:: Verilen yazı

9 Ocak 2018 Salı

Türkiye'de eşcinseller yalnız ve heteroseksüel olarak ölür!


Bana Türkiye'deki eşcinselliği anlat deseler...
48 yaşındayım ve hayatı epeyce tecrübe ettim eşcinsellik konusunda...
Türkiye'de eşcinsellik sadece toplum tarafından değil, eşcinseller tarafından da normal karşılanmamakta ve dolayısıyla kabul edilmemektedir.
Homofobinin bir nedeninin de mağdur kesimin kendi kimliğinin arkasında durmaması olduğunun notunu düşelim bu arada unutmadan.
Dolayısıyla da hem toplumsal homofobi, hem de içselleştirilmiş homofobi dediğimiz kişinin kendi eşcinselliğiyle barışamamasından dolayı,
eşcinseller ya hetero-trans olmaktadır, ya da doğdukları bedenlerini koruyarak da olsa heteroksüel bir yaşam sürmektedir gerçek kimliklerine ters düşse de.
Cinsel yönelimlerini feminen bir şekilde pörtleterek heteroseksüel evlilik yapmakta, çoluk çocuğa karışmaktadırlar, vesaire.
Toplum da iki yüzlüdür bu konuda, eşcinseller de...
Cinsiyetçi sistem tehdit edilmediği sürece samimiyetsizliğe göz yumulmaktadır.
Oysa herkes neyin ne olduğunu bilmekte, tahmin etmektedir ama herkes kendini kandırmaca içindedir.
Eşcinseller gizli bir şekilde gerçek cinsel yönelimlerini gerçekleştirir, toplum da arkasından dedikodusunu yapar ama gerçeklerle hiçbir zaman yüzleşilmez.
Ama hayat kazasız devam ermez her zaman...

::::
:: Girdi

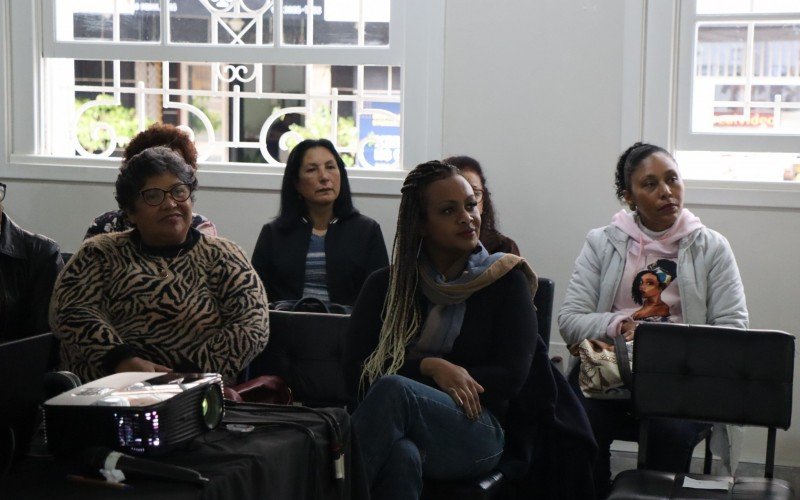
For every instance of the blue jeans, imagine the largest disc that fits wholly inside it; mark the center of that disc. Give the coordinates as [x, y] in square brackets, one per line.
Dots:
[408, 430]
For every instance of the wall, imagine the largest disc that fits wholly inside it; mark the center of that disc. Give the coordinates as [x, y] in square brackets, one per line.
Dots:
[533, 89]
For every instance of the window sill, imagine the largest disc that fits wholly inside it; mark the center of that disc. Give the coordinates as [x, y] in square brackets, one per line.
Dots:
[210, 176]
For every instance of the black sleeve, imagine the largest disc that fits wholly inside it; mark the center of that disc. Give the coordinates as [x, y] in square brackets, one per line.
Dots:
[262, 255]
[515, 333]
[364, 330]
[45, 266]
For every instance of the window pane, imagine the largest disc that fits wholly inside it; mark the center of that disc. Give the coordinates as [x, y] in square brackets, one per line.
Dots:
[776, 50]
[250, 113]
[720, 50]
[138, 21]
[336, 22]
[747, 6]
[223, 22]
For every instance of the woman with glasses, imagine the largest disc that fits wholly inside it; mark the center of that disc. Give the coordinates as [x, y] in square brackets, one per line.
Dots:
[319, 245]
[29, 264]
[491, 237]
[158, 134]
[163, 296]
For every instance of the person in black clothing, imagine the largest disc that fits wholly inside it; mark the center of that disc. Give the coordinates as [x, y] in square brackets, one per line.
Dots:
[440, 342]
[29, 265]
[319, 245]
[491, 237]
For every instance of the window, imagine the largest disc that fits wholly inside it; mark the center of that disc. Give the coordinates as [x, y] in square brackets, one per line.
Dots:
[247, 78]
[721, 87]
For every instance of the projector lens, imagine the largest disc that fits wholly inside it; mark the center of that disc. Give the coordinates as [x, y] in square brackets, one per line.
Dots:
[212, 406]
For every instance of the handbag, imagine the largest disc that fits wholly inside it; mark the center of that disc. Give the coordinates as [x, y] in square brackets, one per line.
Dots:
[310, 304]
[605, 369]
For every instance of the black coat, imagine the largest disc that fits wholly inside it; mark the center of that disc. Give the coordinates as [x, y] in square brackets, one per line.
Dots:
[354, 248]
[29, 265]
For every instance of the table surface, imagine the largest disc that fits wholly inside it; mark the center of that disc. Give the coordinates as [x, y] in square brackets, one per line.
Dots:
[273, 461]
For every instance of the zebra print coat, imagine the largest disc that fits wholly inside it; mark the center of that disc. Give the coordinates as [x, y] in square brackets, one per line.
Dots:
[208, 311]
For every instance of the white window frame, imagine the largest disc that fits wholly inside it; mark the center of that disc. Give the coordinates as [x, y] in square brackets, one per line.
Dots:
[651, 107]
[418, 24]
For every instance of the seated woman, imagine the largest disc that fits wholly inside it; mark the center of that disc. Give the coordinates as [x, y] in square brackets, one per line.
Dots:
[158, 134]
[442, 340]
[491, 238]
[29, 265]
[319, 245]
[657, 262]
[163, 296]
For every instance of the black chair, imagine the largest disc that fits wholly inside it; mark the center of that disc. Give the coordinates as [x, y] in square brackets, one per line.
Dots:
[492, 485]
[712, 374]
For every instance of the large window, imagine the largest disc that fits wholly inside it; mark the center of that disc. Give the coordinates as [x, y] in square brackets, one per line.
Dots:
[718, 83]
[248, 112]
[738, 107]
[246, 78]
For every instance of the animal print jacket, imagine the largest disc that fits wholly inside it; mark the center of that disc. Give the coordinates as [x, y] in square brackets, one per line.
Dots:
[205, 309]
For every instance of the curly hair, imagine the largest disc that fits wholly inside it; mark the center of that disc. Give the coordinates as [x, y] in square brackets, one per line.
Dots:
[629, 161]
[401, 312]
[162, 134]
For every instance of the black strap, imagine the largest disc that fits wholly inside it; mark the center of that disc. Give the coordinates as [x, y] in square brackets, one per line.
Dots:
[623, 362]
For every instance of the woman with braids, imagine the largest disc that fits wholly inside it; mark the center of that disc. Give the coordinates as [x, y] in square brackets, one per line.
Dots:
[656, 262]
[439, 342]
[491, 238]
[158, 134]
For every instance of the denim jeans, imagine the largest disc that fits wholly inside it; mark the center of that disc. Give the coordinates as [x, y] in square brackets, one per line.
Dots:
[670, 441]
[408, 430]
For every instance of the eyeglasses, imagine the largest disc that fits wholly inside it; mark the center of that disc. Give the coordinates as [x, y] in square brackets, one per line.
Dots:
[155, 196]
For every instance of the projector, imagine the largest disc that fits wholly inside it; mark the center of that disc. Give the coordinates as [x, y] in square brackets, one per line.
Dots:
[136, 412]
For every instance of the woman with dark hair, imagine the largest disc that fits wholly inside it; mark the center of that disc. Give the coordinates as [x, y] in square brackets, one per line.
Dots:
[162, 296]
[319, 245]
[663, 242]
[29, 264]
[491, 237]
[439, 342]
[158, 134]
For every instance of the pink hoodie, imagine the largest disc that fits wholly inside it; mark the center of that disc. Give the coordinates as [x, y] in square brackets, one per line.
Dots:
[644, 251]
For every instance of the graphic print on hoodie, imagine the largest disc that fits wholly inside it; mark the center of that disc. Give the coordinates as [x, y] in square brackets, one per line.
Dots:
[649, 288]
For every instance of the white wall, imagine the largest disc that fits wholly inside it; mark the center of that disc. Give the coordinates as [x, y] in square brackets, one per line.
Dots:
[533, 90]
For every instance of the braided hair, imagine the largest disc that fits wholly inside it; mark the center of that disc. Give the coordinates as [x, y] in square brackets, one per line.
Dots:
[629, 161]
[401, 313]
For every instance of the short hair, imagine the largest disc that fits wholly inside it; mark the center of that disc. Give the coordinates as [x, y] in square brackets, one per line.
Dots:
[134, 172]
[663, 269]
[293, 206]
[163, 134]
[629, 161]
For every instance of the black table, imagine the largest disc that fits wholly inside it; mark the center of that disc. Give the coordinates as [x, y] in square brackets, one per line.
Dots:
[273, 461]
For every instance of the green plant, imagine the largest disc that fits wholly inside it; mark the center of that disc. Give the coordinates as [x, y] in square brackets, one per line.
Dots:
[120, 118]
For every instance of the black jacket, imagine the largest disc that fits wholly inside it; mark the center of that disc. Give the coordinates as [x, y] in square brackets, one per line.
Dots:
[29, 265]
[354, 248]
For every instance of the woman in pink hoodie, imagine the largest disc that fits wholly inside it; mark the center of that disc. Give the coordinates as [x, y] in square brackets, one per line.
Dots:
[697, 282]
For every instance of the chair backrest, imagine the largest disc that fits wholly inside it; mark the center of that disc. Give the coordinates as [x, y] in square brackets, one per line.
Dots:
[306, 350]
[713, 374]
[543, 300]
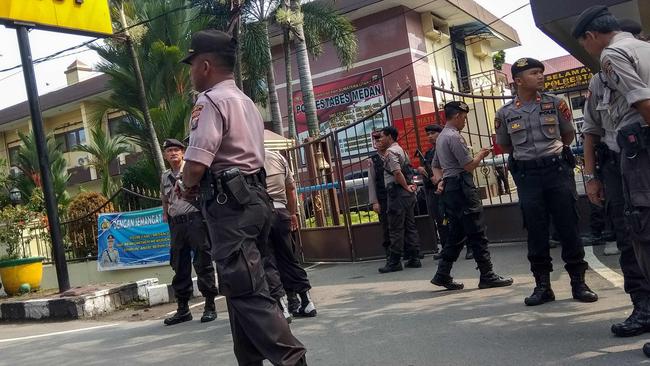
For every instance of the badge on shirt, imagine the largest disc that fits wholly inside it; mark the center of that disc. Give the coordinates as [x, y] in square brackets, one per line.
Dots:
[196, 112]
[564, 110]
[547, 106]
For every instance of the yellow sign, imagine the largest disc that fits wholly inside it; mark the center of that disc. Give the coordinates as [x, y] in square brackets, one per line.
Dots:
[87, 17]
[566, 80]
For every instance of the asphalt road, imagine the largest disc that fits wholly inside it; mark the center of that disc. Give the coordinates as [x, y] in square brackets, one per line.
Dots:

::::

▸ Görev 1:
Listede "For every instance of the green" geçen satırdan listenin sonuna kadar, iki uç da dahil olmak üzere bütün satırları aynen yazın. Resimleri yanıtın dışında bırakın.
▸ Görev 2:
Türkiye'de eşcinsellik üzerine yazıyı kaldığı yerden sürdürün.
Yazı ile liste birbirinden bağımsızdır.

▸ Görev çıktısı 1:
For every instance of the green plant, imagine the largest disc that fits wholly inside it; mark the center of that disc. Give the coordinates as [x, y] in square brackets, one per line.
Dots:
[120, 118]
For every instance of the black jacket, imagine the largest disc that fits wholly inside it; mark the center of that disc. Give the coordinates as [x, y] in square brackets, one per line.
Dots:
[29, 265]
[354, 248]
For every instance of the woman in pink hoodie, imagine the largest disc that fits wholly inside it; mark the center of that disc. Give the coordinates as [x, y] in square brackets, one per line.
Dots:
[697, 282]
For every instance of the chair backrest, imagine the largest disc that fits wholly inside it; mark the center of that disc. Give the coordinates as [x, y] in square brackets, one per line.
Dots:
[306, 350]
[713, 374]
[543, 300]
For every instance of the badge on shirt, imagine the largest disc that fits wholly inside it; mark the center of that disc. Give the coordinates as [x, y] in square brackets, one per line.
Dots:
[196, 112]
[564, 110]
[547, 106]
For every instance of the yellow sign, imagine the largest disc that fits wholly inside it; mark the center of that disc. Give the coordinates as [x, y] in square brackets, one per line.
Dots:
[87, 17]
[566, 80]
For every instance of the asphalt road, imagine the largest disc that fits wholly inside it; mark the center of that disc. Give the coordinates as [x, y] in square brackets, one per line.
Dots:

▸ Görev çıktısı 2:
Bazı kadınlar bir süre sonra sevgisizliğe, aşksızlığa, sekssizliğe tahammül edemez ve kaç çocuktan sonra, hayata geç kalınmış olunsa bile gizli eşcinsellik gerçeğine isyan bayrağını çeker ve ayrılır eşcinsel kocadan.
Eşcinsel koca çocukları tarafından da dışlanabilir...
Ailelerin "yaşlanınca sana kim bakacak" kaygısıyla evlendirdikleri eşcinsel çocuklarının, evlilik de gelecek garantisi olmayabiliyor.
Hadi oldu diyelim, peki hayat mı bu sırtında onca heteroseksüel yük varken?
Ha yapayalnız ölmüşsün, ha yaşarken ölmüşsün...
Ve eşcinseller de yaşlanır ve yapayalnız ölürler.
Çünkü homofobik bir toplumda eşcinselliğin güvencesi yoktur.
Aileler terkeder, devletin umrunda değildir, eşcinseller kendi aralarında da bir komün oluşturmamışlardır bilinçsizliklerinden.
Bu bilinçsizliğin başında da kendi kendilerinden nefret ettikleri cinsiyetçilik vardır. Adam kadın oluyor, sonra eşcinsel düşmanı; kadındır artık o!
Gerçi onların sonu hiç hayra alamet değil bu toplumda...
Transseksüeller bu toplumda yaşarlarken; hem ölü, hem de yalnızlar
ve öldüklerinde gizli eşcinseller kadar bile değerleri yok; cesetlerine bile sahip çıkılmıyor.
YALAN MI?
İyi söylüyorsun, hoş söylüyorsun da, sen ne öneriyorsun, diyebilirsiniz?
Bilinçli bir eşcnsellik.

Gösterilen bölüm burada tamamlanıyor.